• Task goal: For the review of Richard Phelps's views on standardized testing, answer yes or no to each statement and quote the words of the text that decide it: (a) Phelps presented his theories in Marrakesh in June of 2007. (b) Phelps's studies go back no further than the 1950s. (c) Phelps traces standardized testing back to the Chinese civil service exam.

• Excerpted text:

--- --- ---

In spite of the negative connotation caused by the two words, author and researcher Richard Phelps is a true believer in standardized testing. At the 15th Congress of the World Association for Educational Research in Marrakesh, Morocco in June of 2007, Phelps presented his theories on the benefits of standardized testing,
As part of his early remarks, Phelps acknowledges that standardized testing is the “greatest single social contribution of modern psychology, and may be the most useful evaluation method available for human resource-intensive endeavors.” However, he does manage to address both sides of the issue.
In his research, Phelps brings some interesting data to the table, including a study on the evaluation of student work, which shows an incredible range between the lowest and highest scores in several instances. To my surprise, his studies date from the early 1910’s to today. As the author notes, studies on teacher grading objectivity have been going on for decades, and the results are always the same. As far as standardized testing is concerned, Phelps dates their existence all the way back to the Chinese civil service exam, which began centuries ago.
It is evident that this author brings much research to the table to show both sides of the issue. He takes the trouble to examine the arguments against “test bias” and “discrimination.” Like any good persuasive arguer, Phelps defends his argument while answering the critics in the process.

--- --- ---

• Dataset extract:

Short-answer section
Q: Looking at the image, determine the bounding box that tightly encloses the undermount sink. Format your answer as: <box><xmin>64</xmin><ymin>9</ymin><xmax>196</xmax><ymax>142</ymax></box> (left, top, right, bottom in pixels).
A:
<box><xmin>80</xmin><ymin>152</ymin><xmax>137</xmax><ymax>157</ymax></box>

--- --- ---

• Task answer:
(a) Yes: "At the 15th Congress of the World Association for Educational Research in Marrakesh, Morocco in June of 2007, Phelps presented his theories on the benefits of standardized testing"
(b) No: "his studies date from the early 1910’s to today."
(c) Yes: "Phelps dates their existence all the way back to the Chinese civil service exam, which began centuries ago."